>> Begin EXERCISE DATA

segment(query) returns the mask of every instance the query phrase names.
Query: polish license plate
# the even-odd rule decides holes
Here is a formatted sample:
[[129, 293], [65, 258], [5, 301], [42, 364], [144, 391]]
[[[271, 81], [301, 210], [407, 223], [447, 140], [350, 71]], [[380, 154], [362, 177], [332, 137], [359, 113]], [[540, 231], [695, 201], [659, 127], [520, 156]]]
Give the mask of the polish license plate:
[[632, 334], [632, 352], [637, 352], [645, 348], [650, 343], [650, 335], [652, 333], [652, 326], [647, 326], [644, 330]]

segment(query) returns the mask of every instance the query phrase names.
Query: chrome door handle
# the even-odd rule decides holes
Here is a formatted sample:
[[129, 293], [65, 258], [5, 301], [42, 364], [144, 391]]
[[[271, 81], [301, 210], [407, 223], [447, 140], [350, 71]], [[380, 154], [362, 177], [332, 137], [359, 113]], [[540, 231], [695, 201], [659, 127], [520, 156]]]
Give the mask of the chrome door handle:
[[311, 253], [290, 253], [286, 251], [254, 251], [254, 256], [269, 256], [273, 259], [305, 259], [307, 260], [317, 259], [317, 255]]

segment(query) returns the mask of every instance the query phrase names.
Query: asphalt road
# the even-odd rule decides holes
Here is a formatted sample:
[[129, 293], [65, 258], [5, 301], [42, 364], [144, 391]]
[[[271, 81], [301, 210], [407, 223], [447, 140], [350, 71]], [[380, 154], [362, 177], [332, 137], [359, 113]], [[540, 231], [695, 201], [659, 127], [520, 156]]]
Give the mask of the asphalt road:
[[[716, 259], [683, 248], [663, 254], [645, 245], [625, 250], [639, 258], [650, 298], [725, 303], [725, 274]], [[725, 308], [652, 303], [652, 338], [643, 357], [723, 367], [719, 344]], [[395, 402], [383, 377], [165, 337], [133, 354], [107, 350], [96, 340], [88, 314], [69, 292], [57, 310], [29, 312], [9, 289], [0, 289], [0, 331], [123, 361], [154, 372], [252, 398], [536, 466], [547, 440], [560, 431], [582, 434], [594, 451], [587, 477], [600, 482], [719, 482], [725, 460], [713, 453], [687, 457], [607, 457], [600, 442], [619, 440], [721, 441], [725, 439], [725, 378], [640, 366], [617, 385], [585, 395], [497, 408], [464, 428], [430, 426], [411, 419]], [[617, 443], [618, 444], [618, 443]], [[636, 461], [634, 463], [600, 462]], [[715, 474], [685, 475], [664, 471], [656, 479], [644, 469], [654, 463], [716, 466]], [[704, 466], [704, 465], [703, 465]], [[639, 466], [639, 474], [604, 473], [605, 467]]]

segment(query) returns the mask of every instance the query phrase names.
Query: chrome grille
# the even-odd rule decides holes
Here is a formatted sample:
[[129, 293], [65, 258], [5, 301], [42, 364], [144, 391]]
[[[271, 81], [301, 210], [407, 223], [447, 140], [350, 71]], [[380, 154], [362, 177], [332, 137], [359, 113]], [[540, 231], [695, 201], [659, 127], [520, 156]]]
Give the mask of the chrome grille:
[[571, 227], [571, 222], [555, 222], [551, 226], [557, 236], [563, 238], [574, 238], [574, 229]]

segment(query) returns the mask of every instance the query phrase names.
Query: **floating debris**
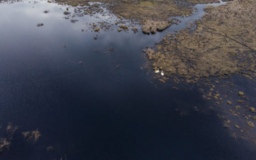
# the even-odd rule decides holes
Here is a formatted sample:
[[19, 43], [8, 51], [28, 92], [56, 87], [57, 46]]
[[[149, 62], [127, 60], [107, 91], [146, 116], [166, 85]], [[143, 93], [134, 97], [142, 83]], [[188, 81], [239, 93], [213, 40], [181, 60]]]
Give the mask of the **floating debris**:
[[232, 104], [232, 102], [231, 102], [230, 100], [227, 100], [227, 103], [228, 104]]
[[0, 138], [0, 153], [3, 153], [5, 150], [10, 150], [11, 143], [7, 141], [6, 138]]
[[48, 152], [52, 152], [54, 150], [54, 148], [52, 146], [49, 146], [47, 147], [46, 147], [46, 150]]
[[41, 134], [40, 133], [38, 129], [36, 129], [31, 132], [30, 131], [23, 132], [22, 132], [22, 134], [28, 140], [31, 140], [33, 139], [34, 141], [35, 142], [38, 141], [39, 138], [41, 137]]
[[44, 26], [44, 24], [43, 23], [38, 23], [37, 25], [36, 25], [36, 26], [38, 26], [38, 27], [42, 27], [42, 26]]
[[249, 109], [251, 112], [256, 112], [256, 109], [254, 108], [250, 108]]
[[94, 29], [94, 31], [99, 31], [100, 30], [100, 28], [96, 28]]
[[69, 15], [69, 14], [70, 14], [70, 13], [71, 13], [70, 12], [67, 12], [67, 11], [64, 11], [64, 12], [63, 12], [63, 14], [64, 14], [64, 15]]
[[244, 93], [241, 91], [239, 91], [238, 92], [238, 95], [240, 96], [243, 96], [244, 95]]
[[252, 122], [251, 121], [247, 121], [247, 124], [251, 127], [254, 127], [254, 124], [253, 122]]

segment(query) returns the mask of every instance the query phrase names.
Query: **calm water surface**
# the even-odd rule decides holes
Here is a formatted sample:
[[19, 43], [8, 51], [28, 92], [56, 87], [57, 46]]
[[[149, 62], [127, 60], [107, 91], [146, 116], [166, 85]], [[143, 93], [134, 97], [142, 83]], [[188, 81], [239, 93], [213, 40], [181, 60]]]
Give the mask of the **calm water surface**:
[[[204, 6], [167, 31], [198, 19]], [[141, 51], [166, 32], [118, 33], [113, 26], [96, 33], [89, 23], [115, 17], [74, 17], [79, 21], [72, 23], [63, 18], [66, 7], [45, 1], [0, 4], [0, 136], [8, 123], [19, 126], [0, 159], [256, 157], [255, 148], [230, 137], [214, 113], [180, 117], [175, 111], [206, 107], [196, 87], [171, 90], [140, 68]], [[36, 129], [42, 134], [37, 143], [20, 134]]]

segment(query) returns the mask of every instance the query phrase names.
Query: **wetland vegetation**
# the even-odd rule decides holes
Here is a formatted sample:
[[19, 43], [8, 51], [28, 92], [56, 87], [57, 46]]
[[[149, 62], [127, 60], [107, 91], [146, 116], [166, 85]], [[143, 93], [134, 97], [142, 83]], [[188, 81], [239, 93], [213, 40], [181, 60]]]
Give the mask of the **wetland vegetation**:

>> End EXERCISE DATA

**WRITTEN EXERCISE**
Copy out every one of the records above word for word, leaving out the images.

**TASK RESPONSE**
segment(query) returns the mask of every instance the query phrase names.
Query: polish license plate
# the even-odd rule decides holes
Here is a formatted sample:
[[129, 293], [65, 258], [5, 301], [42, 364], [144, 391]]
[[[271, 81], [301, 210], [407, 223], [447, 140], [350, 71]], [[380, 154], [362, 177], [332, 137], [359, 113]], [[540, 231], [695, 201], [659, 127], [520, 156]]]
Give the mask of the polish license plate:
[[632, 334], [632, 352], [637, 352], [645, 348], [650, 343], [650, 335], [652, 333], [652, 326], [647, 326], [644, 330]]

segment(query) returns the mask of every instance the query phrase names.
Query: chrome door handle
# the even-odd rule decides holes
Here is a formatted sample:
[[129, 293], [65, 258], [5, 301], [42, 364], [144, 391]]
[[[271, 81], [301, 210], [407, 223], [447, 140], [350, 71]], [[380, 154], [362, 177], [332, 137], [359, 113]], [[540, 231], [695, 201], [659, 127], [520, 156]]]
Give the mask of the chrome door handle:
[[311, 253], [290, 253], [286, 251], [254, 251], [254, 256], [269, 256], [273, 259], [305, 259], [307, 260], [317, 259], [317, 255]]

segment(query) returns the mask of every instance the query phrase names.
Query: asphalt road
# the even-odd rule decides holes
Here is a formatted sample:
[[129, 293], [65, 258], [5, 301], [42, 364], [144, 391]]
[[[271, 81], [301, 210], [407, 223], [447, 140], [350, 71]], [[380, 154], [362, 177], [332, 137], [359, 113]], [[540, 231], [695, 201], [659, 127], [520, 156]]]
Give the mask of the asphalt road:
[[[716, 259], [683, 248], [663, 254], [645, 245], [625, 250], [639, 258], [650, 298], [725, 303], [725, 274]], [[725, 308], [652, 303], [652, 338], [643, 357], [723, 367], [719, 344]], [[395, 402], [383, 377], [165, 337], [133, 354], [107, 350], [96, 340], [88, 314], [69, 292], [57, 310], [29, 312], [9, 289], [0, 289], [0, 331], [123, 361], [154, 372], [252, 398], [536, 466], [547, 440], [560, 431], [582, 434], [594, 451], [587, 477], [600, 482], [719, 482], [725, 460], [713, 453], [687, 457], [607, 457], [600, 442], [619, 440], [721, 441], [725, 439], [725, 378], [640, 366], [617, 385], [585, 395], [497, 408], [464, 428], [430, 426], [411, 419]], [[617, 443], [618, 444], [618, 443]], [[636, 461], [634, 463], [600, 462]], [[715, 474], [685, 475], [664, 471], [656, 479], [644, 469], [654, 463], [716, 466]], [[704, 466], [704, 465], [703, 465]], [[639, 466], [639, 474], [604, 473], [605, 467]]]

segment(query) returns the mask of every instance the query phrase names.
Query: chrome grille
# the even-odd rule decides holes
Here is a formatted sample:
[[129, 293], [65, 258], [5, 301], [42, 364], [144, 391]]
[[[271, 81], [301, 210], [407, 223], [447, 140], [350, 71]], [[380, 154], [362, 177], [332, 137], [359, 113]], [[540, 231], [695, 201], [659, 127], [520, 156]]]
Give the mask of the chrome grille:
[[571, 227], [571, 222], [555, 222], [551, 226], [557, 236], [563, 238], [574, 238], [574, 229]]

segment(query) returns the mask of every instance the query phrase names.
Query: **floating debris**
# the even-odd rule decides holes
Here is a formatted sample:
[[19, 43], [8, 51], [28, 92], [56, 87], [57, 46]]
[[[149, 62], [127, 60], [107, 91], [146, 116], [166, 85]], [[143, 93], [134, 97], [142, 83]], [[188, 81], [239, 93], [213, 40], [181, 60]]]
Give the mask of the **floating debris**:
[[232, 104], [232, 102], [231, 102], [230, 100], [227, 100], [227, 103], [228, 104]]
[[0, 138], [0, 153], [3, 153], [5, 150], [10, 150], [11, 143], [7, 141], [6, 138]]
[[48, 152], [52, 152], [54, 150], [54, 148], [52, 146], [49, 146], [47, 147], [46, 147], [46, 150]]
[[41, 134], [40, 133], [38, 129], [36, 129], [31, 132], [30, 131], [23, 132], [22, 132], [22, 134], [28, 140], [31, 140], [33, 139], [34, 141], [35, 142], [38, 141], [39, 138], [41, 137]]
[[44, 26], [44, 24], [43, 23], [38, 23], [37, 25], [36, 25], [36, 26], [38, 26], [38, 27], [42, 27], [42, 26]]
[[249, 109], [251, 112], [256, 112], [256, 109], [254, 108], [250, 108]]
[[94, 29], [94, 31], [99, 31], [100, 30], [100, 28], [96, 28]]
[[69, 15], [69, 14], [70, 14], [70, 13], [71, 13], [70, 12], [67, 12], [67, 11], [64, 11], [64, 12], [63, 12], [63, 14], [64, 14], [64, 15]]
[[244, 93], [241, 91], [239, 91], [238, 92], [238, 95], [240, 96], [243, 96], [244, 95]]
[[252, 122], [251, 121], [247, 121], [247, 124], [251, 127], [254, 127], [254, 124], [253, 122]]

segment(query) returns the mask of every instance the query phrase names.
Query: **calm water surface**
# the even-odd rule decides holes
Here is a formatted sample:
[[19, 43], [8, 51], [28, 92], [56, 87], [57, 46]]
[[[149, 62], [127, 60], [107, 91], [146, 116], [166, 85]], [[143, 93], [134, 97], [142, 83]], [[188, 81], [239, 93], [213, 40], [181, 60]]]
Give the mask of the **calm water surface**:
[[[204, 6], [167, 31], [198, 19]], [[141, 51], [166, 32], [118, 33], [113, 26], [96, 33], [89, 23], [115, 17], [74, 17], [79, 21], [72, 23], [63, 18], [66, 7], [45, 1], [0, 4], [0, 136], [8, 123], [19, 126], [0, 159], [256, 157], [255, 148], [230, 137], [214, 113], [180, 117], [175, 111], [206, 107], [196, 87], [171, 90], [140, 68]], [[36, 129], [42, 134], [37, 143], [20, 134]]]

segment(query) returns the mask of every instance the query phrase names.
Query: **wetland vegetation**
# the even-odd rule decides holes
Here is a formatted sample:
[[19, 43], [8, 51], [28, 92], [56, 87], [57, 46]]
[[[149, 62], [127, 60], [107, 91], [146, 116], [166, 85]], [[143, 93], [134, 97], [142, 83]], [[188, 81], [239, 93], [213, 40], [181, 60]]]
Give the mask of the **wetland vegetation**:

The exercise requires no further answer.